Vorliegender Text →

————

Die WM ist zwar nicht enger geworden, aber die Stimmung ist vor dem zwölften Rennen der Formel 1 2024 so aufgeheizt wie seit wohl zwei Jahre nicht mehr. Nachdem Max Verstappen und sein in der Tabelle erster Verfolger Lando Norris im Kampf um den Sieg kollidierten, liegt vor Silverstone Ärger in der Luft.

Brennpunkt 1: Freundschaft beendet mit Max?

Am Donnerstag werden Max Verstappen und Lando Norris in Silverstone wieder vor die Formel-1-Medien treten. Beim letzten Mal am Sonntagabend in Österreich war noch nicht einmal eine Stunde vergangen, nachdem die beiden im Kampf um den Sieg in Kurve 3 kollidiert waren. Verstappen, für dessen WM-Ambitionen so eine Kollision bei 81 Punkten Vorsprung in der Tabelle 2024 kaum mehr als eine kleine Temposchwelle ist, hatte kühl und kalkuliert jede Verantwortung von sich gewiesen.

Die Experten-Meinungen der letzten Tage tendierten auch gegenüber Motorsport-Magazin.com dazu, gegen die Strafe für Verstappen zu argumentieren. "Von beiden unnötig und überhitzt", stellte Alexander Wurz fest, und Christian Danner unterstrich: "Da gibt es auch noch einen Herrn Norris, der da mitgespielt hat."

Danner: Norris genauso schuld am Crash wie Verstappen! (30:00 Min.)

————

Gegebene Einträge →
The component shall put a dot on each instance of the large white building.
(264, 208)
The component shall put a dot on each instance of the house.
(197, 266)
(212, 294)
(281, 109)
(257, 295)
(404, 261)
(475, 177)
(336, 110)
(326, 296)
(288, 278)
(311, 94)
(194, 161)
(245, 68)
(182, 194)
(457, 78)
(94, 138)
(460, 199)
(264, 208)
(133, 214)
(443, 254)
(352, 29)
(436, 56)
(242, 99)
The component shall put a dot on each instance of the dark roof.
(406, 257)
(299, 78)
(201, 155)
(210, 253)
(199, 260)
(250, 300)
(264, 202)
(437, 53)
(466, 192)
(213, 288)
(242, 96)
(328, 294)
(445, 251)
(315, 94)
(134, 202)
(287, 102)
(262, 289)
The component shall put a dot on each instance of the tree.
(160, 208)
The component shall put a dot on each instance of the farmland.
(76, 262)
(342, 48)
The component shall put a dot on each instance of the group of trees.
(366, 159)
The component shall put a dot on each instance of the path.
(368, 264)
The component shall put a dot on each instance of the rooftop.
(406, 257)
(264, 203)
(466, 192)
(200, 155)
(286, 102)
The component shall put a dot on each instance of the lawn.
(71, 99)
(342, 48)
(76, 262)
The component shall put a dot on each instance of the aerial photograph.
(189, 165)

————

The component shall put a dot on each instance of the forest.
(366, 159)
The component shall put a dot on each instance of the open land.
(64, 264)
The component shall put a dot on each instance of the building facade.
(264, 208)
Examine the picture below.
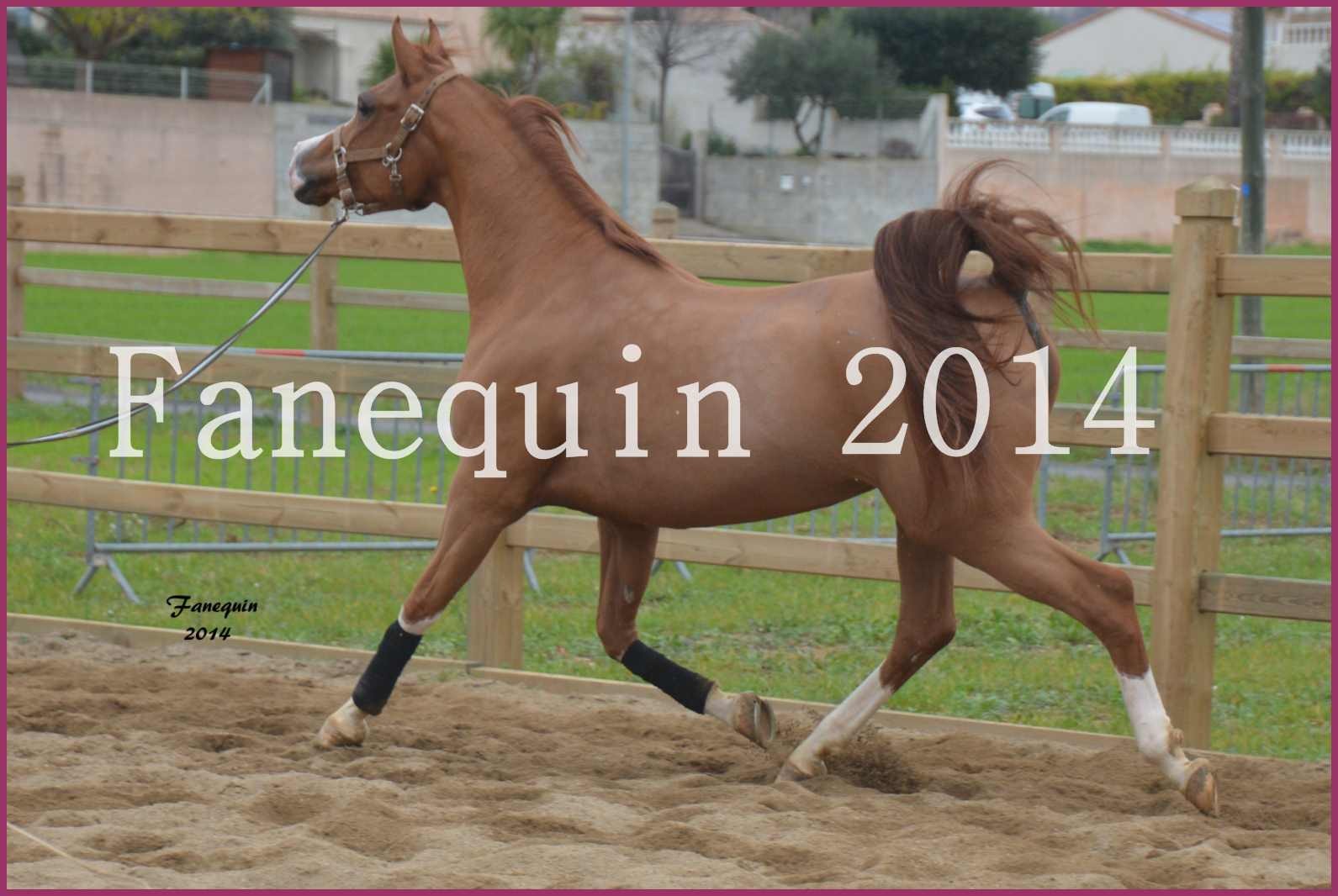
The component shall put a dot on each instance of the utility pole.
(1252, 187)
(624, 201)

————

Aufgabenliste →
(A) Wie viele Punkte Vorsprung hat Max Verstappen laut dem Text zur Formel 1 in der Tabelle 2024?
(B) Schreibe den Text zur Formel 1 im Anschluss an seine letzte Zeile weiter.

Lösungen je Aufgabe →
(A) 81 Punkte.

(B)
Die abseits der Strecke freundschaftlich verbundenen Verstappen und Norris gingen sich direkt nach dem Rennen aus dem Weg. Sinnvoll, wie Verstappen meinte. Besser abkühlen, dann darüber reden. Anders als bei manchen anderen Rennen waren sie in Österreich nicht im gleichen Privatjet unterwegs. Die vielleicht wichtigste Frage also: Gab es das klärende Gespräch?

Norris machte am Sonntag unmissverständlich klar, dass er den ersten Schritt von Verstappen erwarte: "Wenn er sagt, er habe nichts falsch gemacht, dann verliere ich viel Respekt ihm gegenüber." Am Mittwoch vor seinem Heim-GP gab er ein kurzes Gastspiel im britischen Radio: "Ich habe mir alles angesehen, bin alles durchgegangen, und sagen wir mal, ich würde nicht wirklich was ändern."

Wobei Norris verbal schon etwas Gas wegnahm: "Das ist der Wettbewerb, den wir lieben. Wir wollen da rausgehen, hart Rennen fahren. Dann wollen wir es einfach haben, weil wir nur gewinnen wollen, aber wenn wir in einem Rennen kämpfen müssen, zaubert uns das ein Lächeln ins Gesicht." Wie sie sich abseits der Strecke arrangieren, kann ihre nächste Begegnung auf ihr in Silverstone formen. Wo bereits zwei Fahrer - Charles Leclerc 2019 und Lewis Hamilton 2021 - nach wiederholten Konfrontationen sich zu Versuchen bemüßigt fühlten, es im nächsten Duell einfach drauf ankommen zu lassen.

Brennpunkt 2: Red Bull ohne Perfektion in Silverstone schon geschlagen?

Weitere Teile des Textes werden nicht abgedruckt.